** Start Records to process **

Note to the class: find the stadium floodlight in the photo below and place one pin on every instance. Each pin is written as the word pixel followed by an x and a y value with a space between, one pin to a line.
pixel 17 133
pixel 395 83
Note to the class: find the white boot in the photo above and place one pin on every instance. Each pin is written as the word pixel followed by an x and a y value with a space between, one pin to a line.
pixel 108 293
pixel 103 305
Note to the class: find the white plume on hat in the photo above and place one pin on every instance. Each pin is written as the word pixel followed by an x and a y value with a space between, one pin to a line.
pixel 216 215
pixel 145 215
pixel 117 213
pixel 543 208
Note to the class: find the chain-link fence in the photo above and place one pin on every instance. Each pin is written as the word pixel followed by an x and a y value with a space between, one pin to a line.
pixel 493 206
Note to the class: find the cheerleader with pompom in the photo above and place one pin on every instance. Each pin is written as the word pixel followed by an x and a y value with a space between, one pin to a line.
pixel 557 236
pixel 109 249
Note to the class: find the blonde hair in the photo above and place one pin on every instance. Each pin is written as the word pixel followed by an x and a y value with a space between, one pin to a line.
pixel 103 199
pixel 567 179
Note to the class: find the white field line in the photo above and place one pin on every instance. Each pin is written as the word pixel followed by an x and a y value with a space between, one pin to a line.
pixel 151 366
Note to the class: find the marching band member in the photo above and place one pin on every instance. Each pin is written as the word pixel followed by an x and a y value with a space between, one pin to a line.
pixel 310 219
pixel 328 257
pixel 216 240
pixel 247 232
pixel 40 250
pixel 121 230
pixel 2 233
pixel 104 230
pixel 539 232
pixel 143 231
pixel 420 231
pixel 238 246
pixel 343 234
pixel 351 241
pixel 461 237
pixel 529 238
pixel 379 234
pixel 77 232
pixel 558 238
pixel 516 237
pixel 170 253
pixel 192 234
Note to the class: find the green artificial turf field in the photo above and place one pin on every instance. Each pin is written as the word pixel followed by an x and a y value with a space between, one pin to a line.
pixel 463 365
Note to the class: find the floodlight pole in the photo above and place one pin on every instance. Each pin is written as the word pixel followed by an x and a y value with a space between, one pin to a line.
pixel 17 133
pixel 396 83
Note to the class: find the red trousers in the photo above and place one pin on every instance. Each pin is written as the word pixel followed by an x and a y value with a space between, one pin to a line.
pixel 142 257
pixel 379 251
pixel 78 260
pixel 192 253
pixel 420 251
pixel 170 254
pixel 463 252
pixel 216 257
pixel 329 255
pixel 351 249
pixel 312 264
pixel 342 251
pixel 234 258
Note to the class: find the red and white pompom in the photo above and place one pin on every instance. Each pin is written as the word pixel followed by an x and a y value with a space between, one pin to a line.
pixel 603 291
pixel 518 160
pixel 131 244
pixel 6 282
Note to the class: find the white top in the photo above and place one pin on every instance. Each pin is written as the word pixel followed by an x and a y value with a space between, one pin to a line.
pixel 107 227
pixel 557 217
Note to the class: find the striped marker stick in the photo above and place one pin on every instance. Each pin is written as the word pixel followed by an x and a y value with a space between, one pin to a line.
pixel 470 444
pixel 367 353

** End Records to process **

--- Directions ---
Retype all of the entries precisely as they are.

--- The solution ---
Note to the class: find the stadium floodlight in the photo below and place one pin on every instance. Each pin is written as the word pixel followed by an x and a y value with a space between, one pin to a line.
pixel 17 133
pixel 395 83
Note to the class: find the white boot in the photo above and place one pin on every instance. Each pin is written as the word pixel followed by an x and a y value with a space between, one pin to a line.
pixel 108 293
pixel 103 305
Note to the class: find the white plume on hat in the photo above and place one pin on every instance. Each pin is written as the word pixel followed by an x and a y value with a space between, one pin to a line.
pixel 216 215
pixel 145 215
pixel 117 213
pixel 543 208
Note to the class: find the chain-link fence in the photo above and place one pin on every instance. Each pin is written as the word pixel followed by an x and a y value with a space between, one pin to a line.
pixel 493 206
Note to the class: find the cheerleader with pompom in the photo above and place one pin on every instance. Each pin is written as the word pixel followed by an x and a y value with a space between, one pin to a line.
pixel 557 236
pixel 109 249
Note to the class: find the blonde hair in the photo above and place one pin on every instance. Each pin is written as the word pixel followed by an x and a y value with a space between, one pin to a line.
pixel 103 199
pixel 567 179
Note to the class: find the white field line in the photo above and place one pin on every instance. Each pin is written as the word pixel followed by an x and a y value with a space between, one pin to a line.
pixel 151 366
Note to the class: find the marching band member in the photo above and place one pin on every instance. Each pin is written as the word pixel followed by an x and a y value with a space between, one pin to a line.
pixel 310 219
pixel 328 257
pixel 216 240
pixel 247 232
pixel 40 250
pixel 121 230
pixel 2 233
pixel 104 230
pixel 539 232
pixel 143 231
pixel 420 231
pixel 238 246
pixel 343 234
pixel 351 241
pixel 461 237
pixel 529 238
pixel 379 234
pixel 77 232
pixel 558 238
pixel 516 237
pixel 170 253
pixel 192 234
Note to the class: find the green artificial turf field in the photo above and place one pin on every instance. Each pin is written as the word pixel followed by an x and a y value with a space between, one pin to a line.
pixel 463 365
Note to the class: find the floodlight pole in the photo above and place one pin on every instance. Each pin is written as the word pixel followed by an x and a y value with a space between, one pin to a line.
pixel 17 133
pixel 396 83
Note to the class: find the red trousers in the photo above and place one pin on every instance. Each pin is written as the word pixel followed by an x and a y value with a space between, one pin to a line.
pixel 142 257
pixel 379 251
pixel 78 260
pixel 192 253
pixel 420 251
pixel 170 254
pixel 463 252
pixel 216 257
pixel 329 255
pixel 351 249
pixel 312 264
pixel 342 251
pixel 234 258
Note to the class: find the red and white pompom in the photo above and place one pin on every instance. Each pin is written as the word pixel followed by an x and a y value with a space between, one pin to a line.
pixel 603 291
pixel 518 160
pixel 131 244
pixel 6 282
Note to the class: find the white top in the photo above and place one pin on every instance. Each pin is written as the word pixel followed by an x and a y value with a space between, one pin to a line.
pixel 107 227
pixel 557 217
Note to the class: find the striped marker stick in the photo above and place one pin on every instance. Each pin is written as the word pixel followed by an x and a y value with a space between, one pin to a line.
pixel 470 444
pixel 367 353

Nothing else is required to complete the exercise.